→ **GOAL**
Rewrite the data below, changing each "photo" to "image" and keeping everything else the same. Leave the pictures out of your answer.

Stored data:
● ● ● ● ● ● ●

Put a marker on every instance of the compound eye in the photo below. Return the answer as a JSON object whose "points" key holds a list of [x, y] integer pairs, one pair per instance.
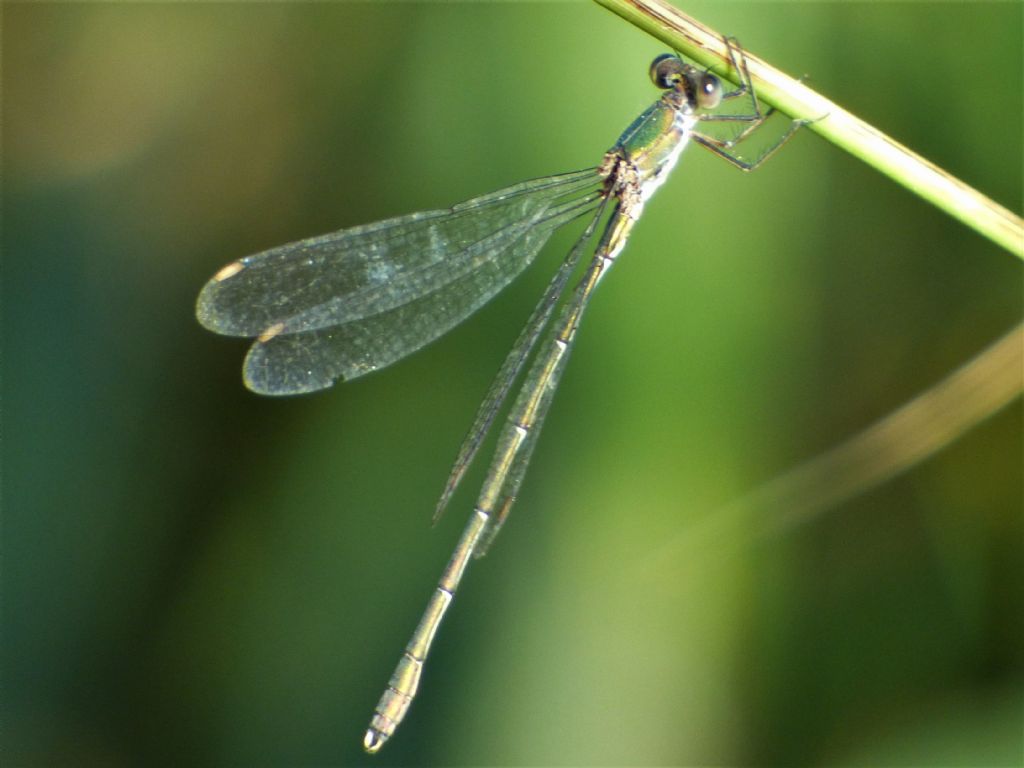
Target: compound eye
{"points": [[666, 71], [709, 91]]}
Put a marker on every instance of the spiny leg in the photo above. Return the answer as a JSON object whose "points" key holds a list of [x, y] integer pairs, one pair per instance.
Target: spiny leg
{"points": [[754, 120]]}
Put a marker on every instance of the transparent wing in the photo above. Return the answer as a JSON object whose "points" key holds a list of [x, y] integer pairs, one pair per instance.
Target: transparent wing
{"points": [[363, 270], [353, 301]]}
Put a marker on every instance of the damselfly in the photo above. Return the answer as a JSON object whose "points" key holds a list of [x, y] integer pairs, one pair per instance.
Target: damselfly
{"points": [[343, 304]]}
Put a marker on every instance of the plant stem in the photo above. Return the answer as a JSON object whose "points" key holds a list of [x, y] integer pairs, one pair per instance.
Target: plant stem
{"points": [[793, 97]]}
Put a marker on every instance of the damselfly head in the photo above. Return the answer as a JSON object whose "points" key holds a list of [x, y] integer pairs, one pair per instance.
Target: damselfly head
{"points": [[702, 89]]}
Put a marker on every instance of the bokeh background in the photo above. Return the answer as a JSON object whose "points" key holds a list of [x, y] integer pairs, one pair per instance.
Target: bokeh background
{"points": [[194, 574]]}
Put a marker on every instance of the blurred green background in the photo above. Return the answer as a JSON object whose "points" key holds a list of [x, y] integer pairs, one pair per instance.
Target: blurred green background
{"points": [[194, 574]]}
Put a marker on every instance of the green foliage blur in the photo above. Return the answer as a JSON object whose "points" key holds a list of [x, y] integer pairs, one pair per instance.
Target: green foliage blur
{"points": [[194, 574]]}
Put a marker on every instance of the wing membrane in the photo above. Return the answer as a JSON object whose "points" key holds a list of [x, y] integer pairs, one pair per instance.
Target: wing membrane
{"points": [[397, 323], [365, 270]]}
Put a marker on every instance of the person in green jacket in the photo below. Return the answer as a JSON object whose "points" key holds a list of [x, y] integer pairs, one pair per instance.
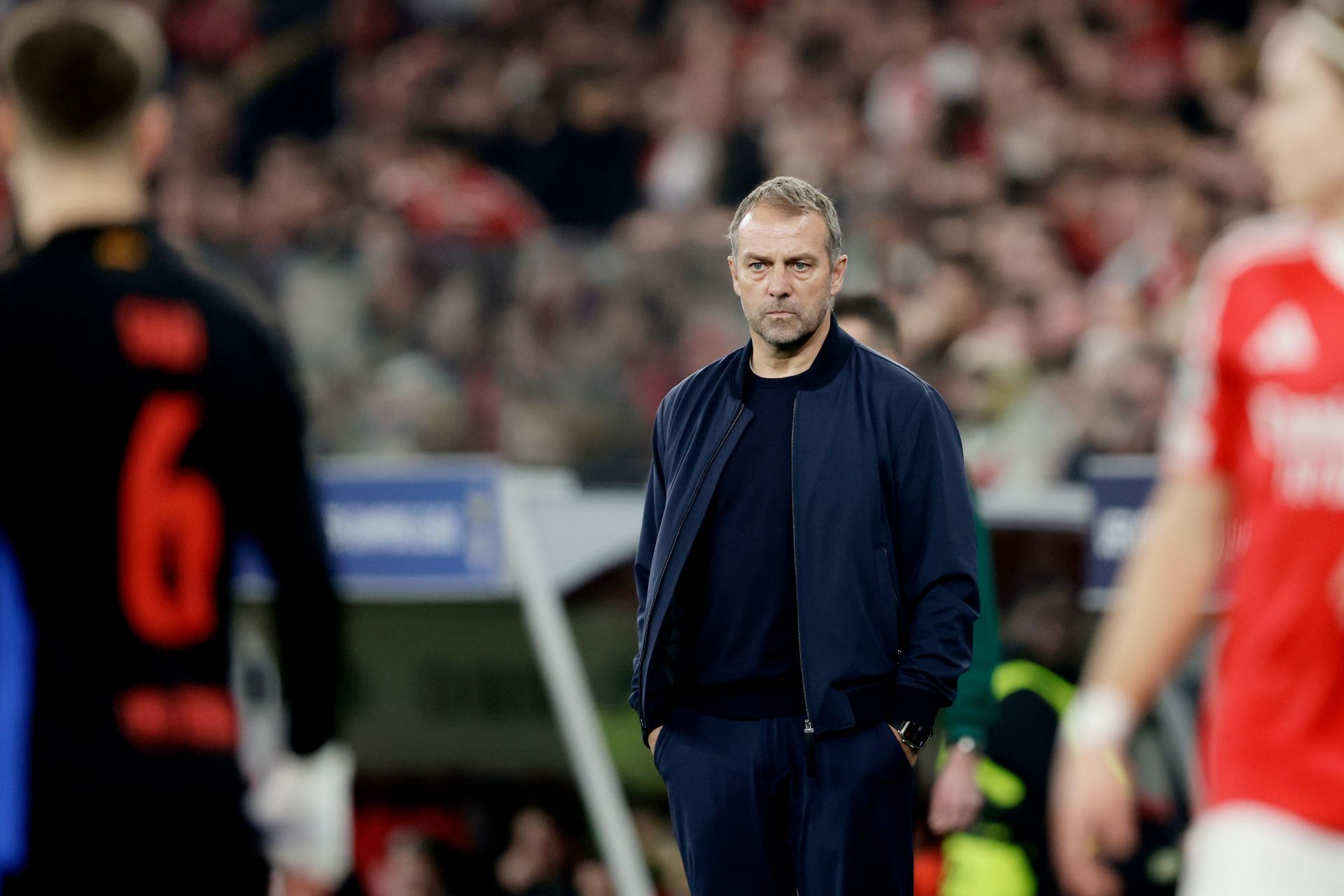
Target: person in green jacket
{"points": [[956, 798]]}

● ● ● ● ● ● ●

→ **FULL OUTPUT**
Put a marker on every instance of the compound eye in the image below. Return the answer as a JSON object whose "points" key holds a list of [x, y] integer pairs, one pair per instance.
Target: compound eye
{"points": [[666, 71], [709, 91]]}
Put a marker on every instance of the spiny leg in the image above. Return the answer as a JSON object whose "points" key holds a list of [x, y] integer pairs, one pair per instance.
Target: spiny leg
{"points": [[754, 120]]}
Put a marker on every instance of the transparent wing in the image above. Return the answer as a JSON object whose "points" key holds a list of [x, y] integer pairs, one pair per instance.
Target: transparent wing
{"points": [[363, 270], [353, 301]]}
Put a marker on every instance of the damselfly in the image above. Return the answer as a JSON object whose "points" key holds a list of [x, y] integer pairs, one pair per instance.
Target: damselfly
{"points": [[343, 304]]}
Put a marker on every instance of the plant stem in the image above. Return the answer as a JSON object whose "points" key holds a list of [x, y] integer pairs, one pair per instance.
Target: plant stem
{"points": [[793, 97]]}
Put a marker on every instance of the damselfly head in the image above. Return the answer as a JSON object whose "points" key holds a list of [x, y] integer pairs, one pair per instance.
Target: damselfly head
{"points": [[702, 89]]}
Put a marker on every instance of the bokeh background in the image above. Return the answer as a JSON object whose "points" key holds a list of [x, y] integer pairs, one pair per instance.
Target: bokeh background
{"points": [[194, 574]]}
Put a marker on every instance of the blurred green background in the image above. Return the answer as a JSON object whose "points" key holds a list of [x, y] integer pairs, one pair per instance.
Target: blurred green background
{"points": [[194, 574]]}
Put a marker on every instance of the green foliage blur in the image above. Return the answer as a JSON object whose "points" key holds a list of [x, y] integer pairs, one pair per instance.
Target: green foliage blur
{"points": [[194, 574]]}
Put a marker on every instance of the wing membrane in the image above. Return the answer as a JSON object whose "points" key holds a list of [x, y] integer pairs, one pair per instance.
Target: wing membrane
{"points": [[397, 323], [365, 270]]}
Put a marker on every instance of the person in green jacket in the image below. Return the answer as a JSON object whose "points" key holds a list of [x, y] integer pairs, one pair per instance.
Target: person in green jacket
{"points": [[956, 798]]}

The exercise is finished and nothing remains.